Your goal: Carry on the article about testing software by user behavior, starting right after its last point on destructive backend testing.

Extract provided:
[Start of section]

This single test gives us immense confidence. It verifies that the Handle and Canopy work together correctly to fulfill the user’s goal. If the Handle fails to secure the Canopy, this test fails. If the Canopy fails to open, this test fails. We get maximum coverage of the user’s journey with a single, maintainable test, embodying the “mostly integration” principle.

Who Are We Writing Tests For? (And Who Aren’t We?)

To write effective tests, you must know your audience. There are only two groups that matter:

The End User: They care about what they see and do. They want their comment to appear, their payment to go through.
The Developer: They care about the public API. How do I use this component? What props does it take?

Notice who’s not on that list: The tests themselves. When you start writing tests for the tests, you inevitably start testing implementation details. As Kent C. Dodds has written, these are “things which users of your code will not typically use, see, or even know about.”

Have you ever experienced this?

You refactor for optimization. The implementation is cleaner, but the behavior is unchanged. Tests pass. App breaks. Wut?
You refactor to prep for a new feature. The code is more flexible, but the behavior remains unchanged. App works. Tests fail. Wat?

Both are symptoms of testing implementation details. A good test should be immune to changes in implementation as long as the behavior remains the same. If you have to change your tests during a refactor, it’s a major red flag.

A Practical Framework: What to Test and What to Skip

So how do you put this into practice? Stop thinking about the code you are testing and start thinking about the use cases that code supports. Test the observable effect the code has for the end user and the developer.

What TO Test (Mapping to Confidence):

Frontend & E2E: Focus on User Behaviors.
- Success Cases: “Did my action work?” (e.g., a new comment appears, a loading spinner disappears).
- Failure Cases: “Why did this break? How do I fix it?” (e.g., a retry button appears with a human-readable error message).
- Edge Cases: “What happens if I push the limits?” (e.g., a submit button is disabled, a clear warning is shown).
Backend: Focus on Endpoint and Workflow robustness.
- Test with valid required and optional parameters.
- Test with valid input for illegal operations (e.g., creating a duplicate record).
- Test with invalid input.
- Test destructively: try to break the API with malformed payloads to ensure it fails gracefully.

[End of section]

Records supplied:
[Start of section]

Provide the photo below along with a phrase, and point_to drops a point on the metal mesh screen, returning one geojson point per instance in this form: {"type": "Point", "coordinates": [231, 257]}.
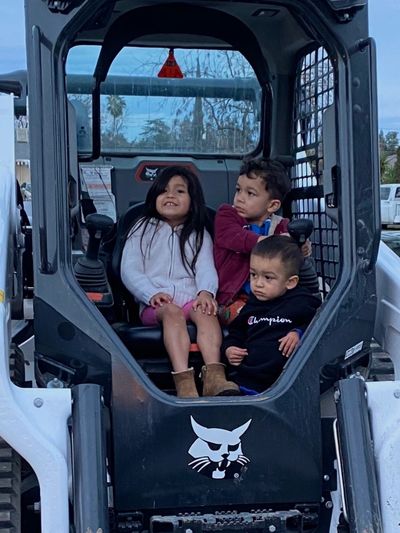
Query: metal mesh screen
{"type": "Point", "coordinates": [314, 92]}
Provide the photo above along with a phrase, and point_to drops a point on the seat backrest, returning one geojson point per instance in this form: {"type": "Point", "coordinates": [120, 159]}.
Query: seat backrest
{"type": "Point", "coordinates": [125, 223]}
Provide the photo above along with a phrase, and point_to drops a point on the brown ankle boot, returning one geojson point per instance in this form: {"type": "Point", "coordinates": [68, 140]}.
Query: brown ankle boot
{"type": "Point", "coordinates": [215, 383]}
{"type": "Point", "coordinates": [184, 384]}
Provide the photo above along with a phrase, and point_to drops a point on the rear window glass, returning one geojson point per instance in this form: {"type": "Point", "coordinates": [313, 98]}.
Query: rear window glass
{"type": "Point", "coordinates": [214, 109]}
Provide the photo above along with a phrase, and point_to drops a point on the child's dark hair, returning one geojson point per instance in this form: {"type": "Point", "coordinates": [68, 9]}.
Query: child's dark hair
{"type": "Point", "coordinates": [283, 247]}
{"type": "Point", "coordinates": [197, 216]}
{"type": "Point", "coordinates": [272, 172]}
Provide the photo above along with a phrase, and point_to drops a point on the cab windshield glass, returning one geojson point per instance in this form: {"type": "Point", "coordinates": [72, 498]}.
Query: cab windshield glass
{"type": "Point", "coordinates": [214, 109]}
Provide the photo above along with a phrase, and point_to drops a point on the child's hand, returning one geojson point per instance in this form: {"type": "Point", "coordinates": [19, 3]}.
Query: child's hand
{"type": "Point", "coordinates": [235, 355]}
{"type": "Point", "coordinates": [289, 343]}
{"type": "Point", "coordinates": [306, 248]}
{"type": "Point", "coordinates": [159, 299]}
{"type": "Point", "coordinates": [206, 302]}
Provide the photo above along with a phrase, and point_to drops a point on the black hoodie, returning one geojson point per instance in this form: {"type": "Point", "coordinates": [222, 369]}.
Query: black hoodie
{"type": "Point", "coordinates": [259, 326]}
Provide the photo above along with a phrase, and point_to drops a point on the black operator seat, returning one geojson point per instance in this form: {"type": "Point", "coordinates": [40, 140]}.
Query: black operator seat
{"type": "Point", "coordinates": [142, 341]}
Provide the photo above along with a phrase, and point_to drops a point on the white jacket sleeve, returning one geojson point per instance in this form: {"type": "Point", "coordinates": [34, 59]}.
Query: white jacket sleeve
{"type": "Point", "coordinates": [206, 274]}
{"type": "Point", "coordinates": [132, 270]}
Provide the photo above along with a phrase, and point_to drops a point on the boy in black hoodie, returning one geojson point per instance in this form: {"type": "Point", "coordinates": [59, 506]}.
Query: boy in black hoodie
{"type": "Point", "coordinates": [269, 327]}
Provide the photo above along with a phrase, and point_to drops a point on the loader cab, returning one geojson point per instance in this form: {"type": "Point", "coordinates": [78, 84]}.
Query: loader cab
{"type": "Point", "coordinates": [292, 80]}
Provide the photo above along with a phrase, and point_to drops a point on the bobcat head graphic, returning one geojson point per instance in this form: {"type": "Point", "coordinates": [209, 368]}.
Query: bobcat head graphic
{"type": "Point", "coordinates": [217, 452]}
{"type": "Point", "coordinates": [151, 173]}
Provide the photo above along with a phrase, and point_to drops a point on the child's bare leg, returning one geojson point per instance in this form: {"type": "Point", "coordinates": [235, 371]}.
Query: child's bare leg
{"type": "Point", "coordinates": [175, 334]}
{"type": "Point", "coordinates": [209, 335]}
{"type": "Point", "coordinates": [209, 339]}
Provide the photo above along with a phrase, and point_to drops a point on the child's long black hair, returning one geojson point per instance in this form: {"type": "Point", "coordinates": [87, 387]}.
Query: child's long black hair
{"type": "Point", "coordinates": [196, 218]}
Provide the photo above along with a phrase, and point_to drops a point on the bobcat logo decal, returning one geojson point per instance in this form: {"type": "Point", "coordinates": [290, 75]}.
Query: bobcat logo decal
{"type": "Point", "coordinates": [217, 452]}
{"type": "Point", "coordinates": [151, 173]}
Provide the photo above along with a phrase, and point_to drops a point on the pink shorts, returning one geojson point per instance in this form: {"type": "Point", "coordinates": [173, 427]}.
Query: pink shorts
{"type": "Point", "coordinates": [149, 318]}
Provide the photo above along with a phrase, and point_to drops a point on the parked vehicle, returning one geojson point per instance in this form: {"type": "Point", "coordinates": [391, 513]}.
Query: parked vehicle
{"type": "Point", "coordinates": [390, 204]}
{"type": "Point", "coordinates": [105, 444]}
{"type": "Point", "coordinates": [392, 239]}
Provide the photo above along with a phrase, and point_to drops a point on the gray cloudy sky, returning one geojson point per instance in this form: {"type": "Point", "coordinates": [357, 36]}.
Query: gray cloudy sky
{"type": "Point", "coordinates": [384, 27]}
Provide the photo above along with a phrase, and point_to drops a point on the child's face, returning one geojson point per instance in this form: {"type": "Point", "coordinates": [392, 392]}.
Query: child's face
{"type": "Point", "coordinates": [252, 201]}
{"type": "Point", "coordinates": [174, 203]}
{"type": "Point", "coordinates": [268, 278]}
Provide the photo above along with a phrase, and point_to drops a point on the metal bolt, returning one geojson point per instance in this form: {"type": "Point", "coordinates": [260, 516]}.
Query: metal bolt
{"type": "Point", "coordinates": [38, 402]}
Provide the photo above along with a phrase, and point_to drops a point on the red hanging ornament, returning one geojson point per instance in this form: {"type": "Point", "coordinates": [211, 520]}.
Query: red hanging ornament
{"type": "Point", "coordinates": [170, 69]}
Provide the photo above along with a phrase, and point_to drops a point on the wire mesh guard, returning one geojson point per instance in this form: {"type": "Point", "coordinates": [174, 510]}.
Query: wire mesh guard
{"type": "Point", "coordinates": [314, 93]}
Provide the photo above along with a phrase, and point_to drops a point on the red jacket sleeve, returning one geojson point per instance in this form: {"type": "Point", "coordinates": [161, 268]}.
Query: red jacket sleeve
{"type": "Point", "coordinates": [231, 233]}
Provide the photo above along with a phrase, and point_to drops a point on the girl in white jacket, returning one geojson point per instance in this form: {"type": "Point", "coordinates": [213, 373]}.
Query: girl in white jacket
{"type": "Point", "coordinates": [167, 264]}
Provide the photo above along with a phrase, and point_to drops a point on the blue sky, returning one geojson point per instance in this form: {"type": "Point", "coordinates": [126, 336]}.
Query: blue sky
{"type": "Point", "coordinates": [384, 27]}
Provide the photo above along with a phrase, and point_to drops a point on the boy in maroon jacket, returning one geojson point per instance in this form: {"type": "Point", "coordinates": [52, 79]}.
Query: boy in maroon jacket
{"type": "Point", "coordinates": [260, 190]}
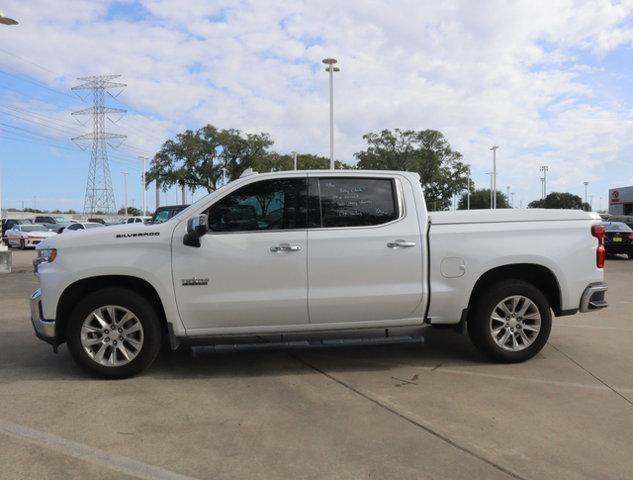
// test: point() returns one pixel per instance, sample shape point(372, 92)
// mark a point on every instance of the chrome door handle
point(285, 247)
point(400, 244)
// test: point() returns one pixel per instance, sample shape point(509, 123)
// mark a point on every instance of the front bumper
point(594, 297)
point(44, 329)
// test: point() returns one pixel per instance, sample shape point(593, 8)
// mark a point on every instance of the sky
point(549, 82)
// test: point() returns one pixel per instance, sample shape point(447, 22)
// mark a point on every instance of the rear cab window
point(344, 202)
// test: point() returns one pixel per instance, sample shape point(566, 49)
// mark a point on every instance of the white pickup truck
point(328, 255)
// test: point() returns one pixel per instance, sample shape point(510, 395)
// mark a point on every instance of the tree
point(480, 200)
point(427, 152)
point(198, 159)
point(131, 211)
point(560, 200)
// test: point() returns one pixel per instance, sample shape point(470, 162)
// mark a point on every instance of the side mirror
point(196, 228)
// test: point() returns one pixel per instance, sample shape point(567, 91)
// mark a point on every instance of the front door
point(250, 270)
point(365, 258)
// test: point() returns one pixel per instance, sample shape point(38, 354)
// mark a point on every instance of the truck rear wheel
point(114, 333)
point(511, 322)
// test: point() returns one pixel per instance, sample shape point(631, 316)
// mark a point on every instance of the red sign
point(615, 196)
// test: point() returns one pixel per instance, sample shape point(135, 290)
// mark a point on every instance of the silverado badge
point(189, 282)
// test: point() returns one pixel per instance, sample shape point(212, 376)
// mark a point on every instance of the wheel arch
point(79, 289)
point(538, 275)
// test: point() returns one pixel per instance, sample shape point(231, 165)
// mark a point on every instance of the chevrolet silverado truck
point(315, 256)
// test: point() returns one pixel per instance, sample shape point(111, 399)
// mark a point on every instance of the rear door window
point(351, 202)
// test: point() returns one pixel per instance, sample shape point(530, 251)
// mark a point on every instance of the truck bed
point(508, 215)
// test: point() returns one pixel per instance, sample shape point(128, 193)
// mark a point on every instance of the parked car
point(98, 220)
point(75, 227)
point(55, 224)
point(353, 254)
point(162, 214)
point(627, 219)
point(135, 220)
point(27, 235)
point(8, 223)
point(619, 238)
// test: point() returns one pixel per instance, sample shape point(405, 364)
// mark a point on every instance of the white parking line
point(88, 454)
point(595, 327)
point(557, 383)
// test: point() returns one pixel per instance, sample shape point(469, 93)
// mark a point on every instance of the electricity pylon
point(99, 193)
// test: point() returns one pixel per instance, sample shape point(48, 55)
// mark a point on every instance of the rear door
point(365, 257)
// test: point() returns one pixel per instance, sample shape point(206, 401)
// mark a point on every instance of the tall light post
point(491, 174)
point(294, 159)
point(4, 21)
point(468, 191)
point(544, 169)
point(494, 175)
point(125, 190)
point(144, 188)
point(331, 69)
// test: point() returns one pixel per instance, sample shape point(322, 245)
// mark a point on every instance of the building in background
point(621, 201)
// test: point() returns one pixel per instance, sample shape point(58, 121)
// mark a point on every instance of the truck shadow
point(444, 347)
point(440, 347)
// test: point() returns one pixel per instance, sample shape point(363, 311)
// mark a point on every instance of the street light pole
point(331, 69)
point(544, 169)
point(491, 174)
point(125, 190)
point(468, 191)
point(494, 175)
point(144, 188)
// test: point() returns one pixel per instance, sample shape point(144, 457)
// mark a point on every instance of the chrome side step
point(310, 344)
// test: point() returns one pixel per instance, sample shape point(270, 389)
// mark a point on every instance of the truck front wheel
point(510, 322)
point(114, 333)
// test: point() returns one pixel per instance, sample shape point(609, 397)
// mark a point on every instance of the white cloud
point(482, 72)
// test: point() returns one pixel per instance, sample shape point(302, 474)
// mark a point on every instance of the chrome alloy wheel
point(515, 323)
point(112, 335)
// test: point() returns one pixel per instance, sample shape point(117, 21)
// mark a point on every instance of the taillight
point(599, 232)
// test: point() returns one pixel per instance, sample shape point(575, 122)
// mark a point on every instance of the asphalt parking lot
point(407, 412)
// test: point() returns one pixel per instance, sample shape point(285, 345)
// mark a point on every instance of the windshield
point(34, 228)
point(617, 227)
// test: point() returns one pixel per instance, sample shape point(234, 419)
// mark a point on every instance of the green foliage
point(197, 159)
point(427, 152)
point(561, 200)
point(480, 200)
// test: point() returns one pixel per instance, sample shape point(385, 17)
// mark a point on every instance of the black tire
point(479, 324)
point(135, 303)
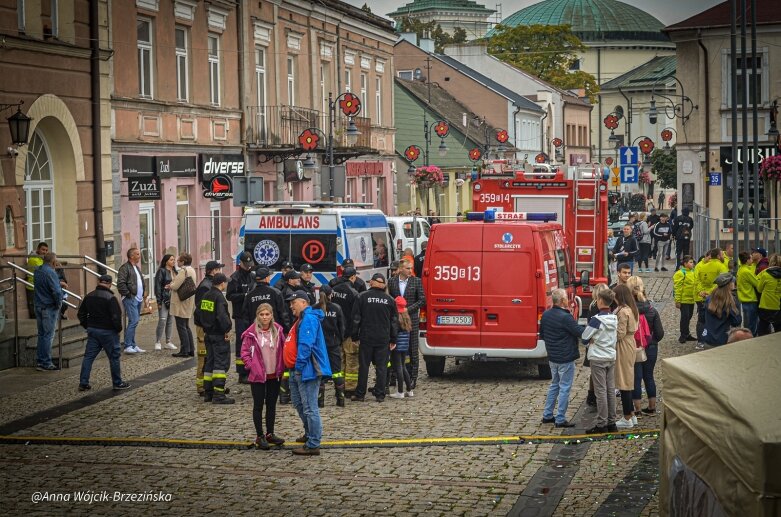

[End of section]

Result of this task:
What NOT to Test (The Red Flags):

If you’re ever unsure, run your test through this simple checklist. Delete any tests that:

Break when you refactor the implementation but the behavior remains unchanged.
Assert on implementation details like props, internal state, or specific function calls.
Would pass even if the UI showed broken, incorrect behavior.

Conclusion: It’s About Confidence, Not Labels

In the end, the distinctions between “unit,” “integration,” and “E2E” are far less important than the confidence they provide. The goal is to be confident that when you ship your changes, your code satisfies the business requirements. You’ll use a mix of the different testing strategies to accomplish that goal.

That’s the entire philosophy. Focus on confidence. Test behavior, not implementation. Use a strategic mix of tools to give your team the freedom to refactor and build quickly, secure in the knowledge that they aren’t breaking the application. When your test suite is built this way, it stops being a chore and becomes a tool that empowers your team to build with fearless confidence.

Additional Resources

This post was inspired by the fantastic work of others in the community. If you want to dive deeper, these are the foundational articles that shaped my thinking on this topic:

For the original inspiration, see Guillermo Rauch’s tweet that started it all: Write tests. Not too many. Mostly integration.
Kent C. Dodds’ article Write Tests expands on this principle and provides the foundational arguments for a confidence-focused testing strategy.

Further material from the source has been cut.